PROBLEM REQUIREMENTS:
Below is a listing. Copy it back word for word, starting at the line that contains "Please annotate the sofa in" and stopping after the final line of the listing.
|---|
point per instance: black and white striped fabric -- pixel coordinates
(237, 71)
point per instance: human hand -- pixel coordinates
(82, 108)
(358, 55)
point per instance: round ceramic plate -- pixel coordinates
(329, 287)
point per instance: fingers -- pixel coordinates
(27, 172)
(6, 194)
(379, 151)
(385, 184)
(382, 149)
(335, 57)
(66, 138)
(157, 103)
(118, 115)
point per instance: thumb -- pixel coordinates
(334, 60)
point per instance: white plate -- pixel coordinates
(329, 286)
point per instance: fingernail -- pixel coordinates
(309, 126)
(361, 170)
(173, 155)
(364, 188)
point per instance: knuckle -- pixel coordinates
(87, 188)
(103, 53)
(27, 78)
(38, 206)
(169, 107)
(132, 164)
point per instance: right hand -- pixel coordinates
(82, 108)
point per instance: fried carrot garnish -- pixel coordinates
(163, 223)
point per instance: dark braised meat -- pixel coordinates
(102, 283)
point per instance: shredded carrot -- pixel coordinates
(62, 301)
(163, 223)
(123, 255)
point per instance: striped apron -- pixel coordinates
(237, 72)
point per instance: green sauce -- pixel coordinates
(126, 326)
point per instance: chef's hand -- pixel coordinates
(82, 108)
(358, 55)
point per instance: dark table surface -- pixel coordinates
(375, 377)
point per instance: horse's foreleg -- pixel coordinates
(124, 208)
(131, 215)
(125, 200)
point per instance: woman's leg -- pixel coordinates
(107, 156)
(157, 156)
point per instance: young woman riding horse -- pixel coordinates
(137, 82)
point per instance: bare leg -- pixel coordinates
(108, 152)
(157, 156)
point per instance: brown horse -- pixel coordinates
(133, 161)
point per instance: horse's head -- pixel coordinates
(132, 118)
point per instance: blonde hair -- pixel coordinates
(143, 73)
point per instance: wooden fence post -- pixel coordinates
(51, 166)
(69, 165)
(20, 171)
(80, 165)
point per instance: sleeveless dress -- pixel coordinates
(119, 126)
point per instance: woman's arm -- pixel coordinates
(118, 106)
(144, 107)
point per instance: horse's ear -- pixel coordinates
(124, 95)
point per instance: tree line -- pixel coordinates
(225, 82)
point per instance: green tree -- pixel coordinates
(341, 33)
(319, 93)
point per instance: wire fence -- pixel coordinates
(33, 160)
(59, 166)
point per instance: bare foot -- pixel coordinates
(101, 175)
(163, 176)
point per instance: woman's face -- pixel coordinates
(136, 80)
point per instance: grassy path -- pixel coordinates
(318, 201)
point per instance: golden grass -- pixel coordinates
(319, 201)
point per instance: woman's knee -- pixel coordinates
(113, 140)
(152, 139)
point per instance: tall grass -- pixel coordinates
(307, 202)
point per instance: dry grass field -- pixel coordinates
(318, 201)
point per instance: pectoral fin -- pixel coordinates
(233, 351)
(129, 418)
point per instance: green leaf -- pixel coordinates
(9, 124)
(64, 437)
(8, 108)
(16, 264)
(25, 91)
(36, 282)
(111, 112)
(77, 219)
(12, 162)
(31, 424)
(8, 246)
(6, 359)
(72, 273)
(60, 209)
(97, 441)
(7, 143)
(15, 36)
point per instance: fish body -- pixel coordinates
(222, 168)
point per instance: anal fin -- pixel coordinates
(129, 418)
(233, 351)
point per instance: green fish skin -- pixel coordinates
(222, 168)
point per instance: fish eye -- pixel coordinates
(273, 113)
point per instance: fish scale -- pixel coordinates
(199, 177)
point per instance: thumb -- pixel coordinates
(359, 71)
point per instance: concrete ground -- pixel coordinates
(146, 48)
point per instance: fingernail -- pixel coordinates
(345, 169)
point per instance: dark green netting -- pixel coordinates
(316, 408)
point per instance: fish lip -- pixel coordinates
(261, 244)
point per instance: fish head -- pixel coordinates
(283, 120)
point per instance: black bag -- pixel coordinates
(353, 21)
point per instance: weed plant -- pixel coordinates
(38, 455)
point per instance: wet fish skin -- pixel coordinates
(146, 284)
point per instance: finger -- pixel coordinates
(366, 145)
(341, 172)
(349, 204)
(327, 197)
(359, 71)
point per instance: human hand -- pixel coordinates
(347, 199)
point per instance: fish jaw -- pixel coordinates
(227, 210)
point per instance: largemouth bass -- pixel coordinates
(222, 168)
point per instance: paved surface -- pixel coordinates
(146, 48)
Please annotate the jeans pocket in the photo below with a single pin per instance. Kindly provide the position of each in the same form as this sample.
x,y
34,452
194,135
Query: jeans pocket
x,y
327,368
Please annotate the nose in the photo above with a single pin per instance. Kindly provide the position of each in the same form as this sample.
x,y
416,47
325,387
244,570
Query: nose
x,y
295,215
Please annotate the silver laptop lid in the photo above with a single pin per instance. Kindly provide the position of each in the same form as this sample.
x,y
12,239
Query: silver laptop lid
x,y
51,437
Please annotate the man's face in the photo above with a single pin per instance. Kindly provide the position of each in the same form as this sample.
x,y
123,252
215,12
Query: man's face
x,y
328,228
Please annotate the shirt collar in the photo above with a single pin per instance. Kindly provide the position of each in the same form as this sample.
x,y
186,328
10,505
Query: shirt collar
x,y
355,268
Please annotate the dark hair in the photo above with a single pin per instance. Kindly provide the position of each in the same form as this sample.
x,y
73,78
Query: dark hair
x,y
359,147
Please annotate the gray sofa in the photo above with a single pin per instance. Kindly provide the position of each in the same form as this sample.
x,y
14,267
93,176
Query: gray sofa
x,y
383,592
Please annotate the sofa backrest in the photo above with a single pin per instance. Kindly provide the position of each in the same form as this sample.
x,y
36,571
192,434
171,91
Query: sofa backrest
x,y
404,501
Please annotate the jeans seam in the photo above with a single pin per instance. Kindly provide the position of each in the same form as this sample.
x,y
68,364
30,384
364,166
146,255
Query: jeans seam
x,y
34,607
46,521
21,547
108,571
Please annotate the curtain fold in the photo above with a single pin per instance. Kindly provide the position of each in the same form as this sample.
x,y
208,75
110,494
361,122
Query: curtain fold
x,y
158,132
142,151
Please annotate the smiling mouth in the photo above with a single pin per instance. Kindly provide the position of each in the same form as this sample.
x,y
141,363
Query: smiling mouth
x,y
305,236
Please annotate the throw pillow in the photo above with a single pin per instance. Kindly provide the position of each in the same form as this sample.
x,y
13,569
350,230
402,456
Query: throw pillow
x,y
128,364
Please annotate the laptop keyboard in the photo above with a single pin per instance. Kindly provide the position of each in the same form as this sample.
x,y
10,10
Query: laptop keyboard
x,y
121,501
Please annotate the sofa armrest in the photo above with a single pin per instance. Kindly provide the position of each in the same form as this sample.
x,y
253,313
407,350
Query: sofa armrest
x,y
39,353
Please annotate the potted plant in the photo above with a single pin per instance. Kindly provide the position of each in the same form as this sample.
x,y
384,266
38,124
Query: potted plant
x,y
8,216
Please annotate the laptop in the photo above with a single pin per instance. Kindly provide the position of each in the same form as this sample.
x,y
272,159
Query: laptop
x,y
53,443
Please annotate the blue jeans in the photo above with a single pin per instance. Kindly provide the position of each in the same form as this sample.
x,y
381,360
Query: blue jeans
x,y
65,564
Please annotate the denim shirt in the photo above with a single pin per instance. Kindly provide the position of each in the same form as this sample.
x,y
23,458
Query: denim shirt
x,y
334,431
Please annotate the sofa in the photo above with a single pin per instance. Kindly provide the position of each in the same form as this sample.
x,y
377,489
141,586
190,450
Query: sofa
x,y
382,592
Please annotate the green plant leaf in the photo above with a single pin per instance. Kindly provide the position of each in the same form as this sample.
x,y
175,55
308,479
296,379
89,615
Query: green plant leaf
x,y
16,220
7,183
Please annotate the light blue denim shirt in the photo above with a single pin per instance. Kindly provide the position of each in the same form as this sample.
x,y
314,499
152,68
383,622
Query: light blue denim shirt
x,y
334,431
|---|
ANSWER TO THE EXERCISE:
Please annotate the sofa in the photo above with a single pin per instance. Kindly provide the position of each in the same form as this sample.
x,y
377,489
141,586
190,450
Query: sofa
x,y
382,592
Please annotate the green plant leaf in the photo above with a single pin per instance. Kindly provide the position of each in the same form as this sample.
x,y
175,55
308,479
296,379
89,615
Query: green plant leaf
x,y
16,220
7,183
Please annotate the light blue denim shirt in the photo above with a single pin per instance. Kindly provide the position of each in the same form as this sample.
x,y
314,499
152,68
383,622
Query: light blue denim shirt
x,y
334,431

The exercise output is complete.